(Dataset entries)
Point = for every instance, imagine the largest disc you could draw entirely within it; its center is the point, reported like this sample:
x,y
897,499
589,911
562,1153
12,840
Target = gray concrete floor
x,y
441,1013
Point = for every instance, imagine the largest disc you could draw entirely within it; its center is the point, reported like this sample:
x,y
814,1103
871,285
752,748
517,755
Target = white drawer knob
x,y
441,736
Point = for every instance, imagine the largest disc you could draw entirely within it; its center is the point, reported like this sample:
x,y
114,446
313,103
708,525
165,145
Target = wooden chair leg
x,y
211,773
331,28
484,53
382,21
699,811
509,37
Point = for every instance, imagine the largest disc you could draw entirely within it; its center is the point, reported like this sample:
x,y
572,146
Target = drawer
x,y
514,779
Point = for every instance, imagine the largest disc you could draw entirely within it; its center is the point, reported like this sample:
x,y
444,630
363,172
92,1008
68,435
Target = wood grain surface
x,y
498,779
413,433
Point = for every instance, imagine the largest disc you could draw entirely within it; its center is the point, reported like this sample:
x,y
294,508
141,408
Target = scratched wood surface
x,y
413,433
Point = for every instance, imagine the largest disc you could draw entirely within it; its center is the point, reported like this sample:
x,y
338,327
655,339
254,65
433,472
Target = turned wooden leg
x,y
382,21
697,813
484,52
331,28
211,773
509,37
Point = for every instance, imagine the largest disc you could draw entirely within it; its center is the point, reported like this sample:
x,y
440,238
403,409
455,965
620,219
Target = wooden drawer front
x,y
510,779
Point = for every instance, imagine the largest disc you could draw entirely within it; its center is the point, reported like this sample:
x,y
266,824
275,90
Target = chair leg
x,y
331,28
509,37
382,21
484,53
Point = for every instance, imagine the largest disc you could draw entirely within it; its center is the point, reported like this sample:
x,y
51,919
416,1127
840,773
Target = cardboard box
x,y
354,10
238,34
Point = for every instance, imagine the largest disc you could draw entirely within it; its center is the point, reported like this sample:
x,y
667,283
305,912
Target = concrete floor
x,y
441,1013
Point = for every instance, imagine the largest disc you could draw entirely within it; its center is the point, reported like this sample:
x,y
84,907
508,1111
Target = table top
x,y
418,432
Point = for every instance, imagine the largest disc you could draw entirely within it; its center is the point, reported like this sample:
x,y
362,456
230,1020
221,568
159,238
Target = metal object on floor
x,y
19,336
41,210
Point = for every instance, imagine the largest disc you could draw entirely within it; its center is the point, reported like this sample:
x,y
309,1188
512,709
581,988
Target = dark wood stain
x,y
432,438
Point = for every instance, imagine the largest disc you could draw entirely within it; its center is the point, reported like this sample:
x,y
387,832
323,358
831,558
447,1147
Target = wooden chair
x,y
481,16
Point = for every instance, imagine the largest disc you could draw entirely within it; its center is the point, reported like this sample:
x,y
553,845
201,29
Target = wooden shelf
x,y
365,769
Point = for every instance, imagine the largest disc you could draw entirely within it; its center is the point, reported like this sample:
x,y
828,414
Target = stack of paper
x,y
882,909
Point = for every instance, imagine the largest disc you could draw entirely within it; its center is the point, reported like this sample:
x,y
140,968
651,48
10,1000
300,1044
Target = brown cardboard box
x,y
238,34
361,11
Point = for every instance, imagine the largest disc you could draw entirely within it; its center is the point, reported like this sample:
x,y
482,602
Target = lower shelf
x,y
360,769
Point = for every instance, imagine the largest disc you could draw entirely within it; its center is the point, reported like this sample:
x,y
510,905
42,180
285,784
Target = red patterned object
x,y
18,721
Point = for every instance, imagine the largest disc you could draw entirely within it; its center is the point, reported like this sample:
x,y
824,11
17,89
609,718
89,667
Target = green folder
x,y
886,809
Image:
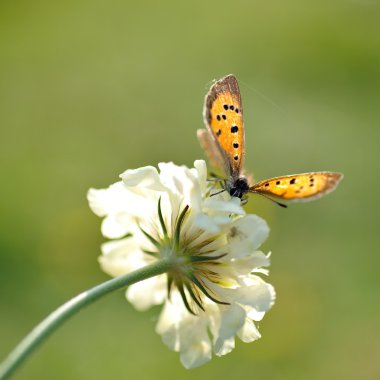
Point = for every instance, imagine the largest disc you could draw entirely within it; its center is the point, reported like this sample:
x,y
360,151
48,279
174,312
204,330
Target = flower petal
x,y
232,319
145,177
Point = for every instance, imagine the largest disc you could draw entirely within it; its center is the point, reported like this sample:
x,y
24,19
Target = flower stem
x,y
65,311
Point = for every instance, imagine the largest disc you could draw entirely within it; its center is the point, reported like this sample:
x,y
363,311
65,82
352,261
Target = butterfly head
x,y
237,187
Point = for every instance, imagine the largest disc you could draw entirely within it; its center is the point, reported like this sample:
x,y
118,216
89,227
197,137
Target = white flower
x,y
214,292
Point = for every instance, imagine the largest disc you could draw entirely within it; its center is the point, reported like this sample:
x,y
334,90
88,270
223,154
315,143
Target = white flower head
x,y
214,291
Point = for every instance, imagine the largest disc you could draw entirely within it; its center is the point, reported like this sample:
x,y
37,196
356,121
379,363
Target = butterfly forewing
x,y
306,186
223,114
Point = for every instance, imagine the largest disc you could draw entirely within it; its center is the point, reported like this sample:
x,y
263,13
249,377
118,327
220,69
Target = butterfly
x,y
223,141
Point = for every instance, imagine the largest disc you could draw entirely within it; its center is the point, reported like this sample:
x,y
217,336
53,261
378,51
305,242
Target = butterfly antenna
x,y
265,196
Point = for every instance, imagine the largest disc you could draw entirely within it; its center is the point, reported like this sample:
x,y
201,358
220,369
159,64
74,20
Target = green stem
x,y
65,311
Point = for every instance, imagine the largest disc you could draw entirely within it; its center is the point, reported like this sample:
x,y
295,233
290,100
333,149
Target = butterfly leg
x,y
218,192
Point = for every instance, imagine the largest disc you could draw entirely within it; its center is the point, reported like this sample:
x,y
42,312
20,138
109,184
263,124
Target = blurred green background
x,y
91,88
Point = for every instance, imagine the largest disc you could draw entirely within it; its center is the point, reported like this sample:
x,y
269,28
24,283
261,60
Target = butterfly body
x,y
237,187
223,141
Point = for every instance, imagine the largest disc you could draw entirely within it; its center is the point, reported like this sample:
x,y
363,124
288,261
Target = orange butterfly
x,y
223,141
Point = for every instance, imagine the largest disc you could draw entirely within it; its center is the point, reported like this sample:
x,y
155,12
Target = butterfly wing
x,y
223,115
214,155
298,187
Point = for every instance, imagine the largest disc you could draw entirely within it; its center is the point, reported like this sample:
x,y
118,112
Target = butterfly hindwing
x,y
306,186
223,115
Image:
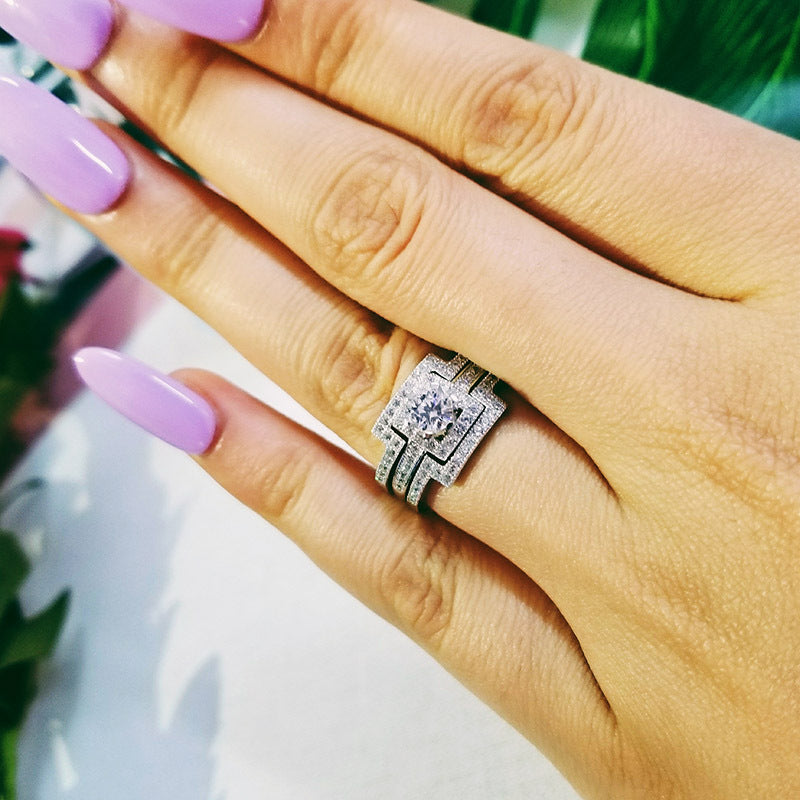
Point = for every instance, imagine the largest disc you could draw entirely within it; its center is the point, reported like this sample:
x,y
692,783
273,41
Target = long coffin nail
x,y
229,21
72,33
159,404
65,155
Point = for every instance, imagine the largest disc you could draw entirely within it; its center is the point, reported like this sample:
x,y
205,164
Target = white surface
x,y
205,657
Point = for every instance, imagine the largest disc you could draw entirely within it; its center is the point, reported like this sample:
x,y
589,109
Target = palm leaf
x,y
741,56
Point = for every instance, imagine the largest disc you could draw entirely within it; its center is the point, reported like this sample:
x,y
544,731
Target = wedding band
x,y
433,424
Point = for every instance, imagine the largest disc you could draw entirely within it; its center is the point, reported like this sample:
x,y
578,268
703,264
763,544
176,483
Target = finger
x,y
480,617
406,236
651,179
343,364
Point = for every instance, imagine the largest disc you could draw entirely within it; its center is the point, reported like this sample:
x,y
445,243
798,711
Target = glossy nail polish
x,y
224,20
155,402
65,155
72,33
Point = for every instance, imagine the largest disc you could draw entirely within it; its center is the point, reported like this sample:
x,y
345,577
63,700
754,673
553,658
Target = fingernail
x,y
63,153
154,401
72,33
228,21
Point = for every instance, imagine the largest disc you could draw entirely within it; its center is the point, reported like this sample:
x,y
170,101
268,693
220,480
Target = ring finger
x,y
406,236
343,363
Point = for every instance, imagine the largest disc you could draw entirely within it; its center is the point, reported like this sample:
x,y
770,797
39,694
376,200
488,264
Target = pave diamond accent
x,y
434,423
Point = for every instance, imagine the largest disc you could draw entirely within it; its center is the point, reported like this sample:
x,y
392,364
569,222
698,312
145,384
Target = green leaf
x,y
34,639
514,16
17,690
14,568
19,491
8,764
741,56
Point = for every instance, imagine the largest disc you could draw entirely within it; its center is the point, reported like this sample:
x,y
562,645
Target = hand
x,y
617,572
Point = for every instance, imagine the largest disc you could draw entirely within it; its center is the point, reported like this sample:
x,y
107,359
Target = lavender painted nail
x,y
228,21
65,155
159,404
72,33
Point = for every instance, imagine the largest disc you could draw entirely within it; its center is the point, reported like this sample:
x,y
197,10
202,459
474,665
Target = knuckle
x,y
370,214
170,105
340,28
420,584
532,117
359,368
178,260
279,483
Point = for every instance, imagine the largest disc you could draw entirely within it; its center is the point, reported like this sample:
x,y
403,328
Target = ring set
x,y
433,424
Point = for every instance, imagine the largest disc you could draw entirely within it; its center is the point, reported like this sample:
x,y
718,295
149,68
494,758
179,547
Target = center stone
x,y
432,413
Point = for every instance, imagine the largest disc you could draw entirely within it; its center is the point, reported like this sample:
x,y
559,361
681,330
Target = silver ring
x,y
433,424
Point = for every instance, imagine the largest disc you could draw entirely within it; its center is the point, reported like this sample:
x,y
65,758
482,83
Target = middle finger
x,y
403,234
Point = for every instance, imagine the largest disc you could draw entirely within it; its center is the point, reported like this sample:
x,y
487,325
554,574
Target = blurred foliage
x,y
31,320
739,55
24,643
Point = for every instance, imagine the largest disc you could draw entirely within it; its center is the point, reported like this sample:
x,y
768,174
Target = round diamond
x,y
432,413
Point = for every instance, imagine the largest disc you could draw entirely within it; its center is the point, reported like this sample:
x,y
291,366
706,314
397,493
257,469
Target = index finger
x,y
642,175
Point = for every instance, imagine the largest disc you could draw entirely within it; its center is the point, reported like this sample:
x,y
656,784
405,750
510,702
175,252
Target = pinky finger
x,y
475,612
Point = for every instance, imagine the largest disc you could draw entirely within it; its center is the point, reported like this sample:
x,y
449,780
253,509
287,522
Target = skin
x,y
616,571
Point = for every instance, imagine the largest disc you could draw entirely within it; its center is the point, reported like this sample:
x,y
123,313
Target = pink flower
x,y
12,245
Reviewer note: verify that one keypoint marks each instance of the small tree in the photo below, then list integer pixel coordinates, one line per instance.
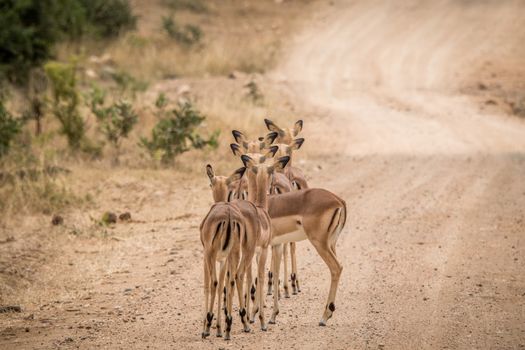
(175, 132)
(9, 129)
(65, 101)
(116, 120)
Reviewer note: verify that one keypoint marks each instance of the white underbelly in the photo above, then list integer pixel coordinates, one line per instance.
(293, 236)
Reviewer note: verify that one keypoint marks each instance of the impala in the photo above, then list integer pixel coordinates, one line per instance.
(222, 231)
(314, 214)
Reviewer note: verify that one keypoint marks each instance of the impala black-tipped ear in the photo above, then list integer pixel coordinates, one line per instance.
(238, 136)
(236, 149)
(272, 150)
(237, 175)
(297, 143)
(209, 172)
(298, 126)
(271, 125)
(270, 138)
(281, 162)
(247, 161)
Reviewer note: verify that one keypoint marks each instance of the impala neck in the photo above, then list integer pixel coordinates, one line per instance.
(257, 190)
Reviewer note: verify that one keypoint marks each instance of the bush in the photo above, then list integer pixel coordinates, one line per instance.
(65, 101)
(9, 129)
(108, 18)
(188, 35)
(116, 120)
(175, 132)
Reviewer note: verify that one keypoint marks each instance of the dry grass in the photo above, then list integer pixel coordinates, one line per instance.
(238, 35)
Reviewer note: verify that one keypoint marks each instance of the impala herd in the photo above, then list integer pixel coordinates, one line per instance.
(265, 204)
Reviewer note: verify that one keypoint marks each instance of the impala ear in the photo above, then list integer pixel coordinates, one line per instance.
(209, 172)
(271, 152)
(298, 126)
(247, 161)
(238, 136)
(237, 175)
(236, 149)
(280, 163)
(297, 143)
(271, 125)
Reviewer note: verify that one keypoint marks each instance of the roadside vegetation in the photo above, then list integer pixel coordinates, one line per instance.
(81, 83)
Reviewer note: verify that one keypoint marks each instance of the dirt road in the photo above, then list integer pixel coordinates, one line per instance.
(433, 251)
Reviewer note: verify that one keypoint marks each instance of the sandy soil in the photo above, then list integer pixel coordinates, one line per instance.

(Required task)
Quote only the lines from the line containing "of the bush" through the end of the listing, please, keeping both the first and the last line.

(Full response)
Reviewer note: verify that one keypoint marks each instance of the bush in the photo above, then list integer pixel coordinates, one line per instance.
(65, 101)
(9, 129)
(108, 18)
(188, 35)
(116, 120)
(175, 132)
Reviewer note: verify that one keypoint marks each instance of the dry grass in the photo above, then list integer pixel coordinates, one line per instance.
(238, 35)
Reviewer note: verify that one keypoint marks each instance of the impala herd in the photo above, then list integer pixel coordinates, one line per instance.
(265, 204)
Reviewer note: verify that one keypoint marks each instance of the impala ear in the photo above, then list integer pixel coordinates, one line per instance.
(209, 172)
(271, 152)
(298, 126)
(247, 161)
(238, 136)
(237, 175)
(236, 149)
(280, 163)
(297, 143)
(271, 125)
Reviewer note: verify that one keypoint marks each instance of the roadside vegetation in the photo above, then list integer pixel coordinates, one line per instance.
(81, 83)
Reviewer note: verify that one keypoint marks each instance of the dirt road in the photo above, then list integer pixel coordinates, one line per instance.
(433, 251)
Reviewer note: verify that one keypoint marks each instance of the sandy soil in the photo above, then list integer pixel coordinates, one line per instance.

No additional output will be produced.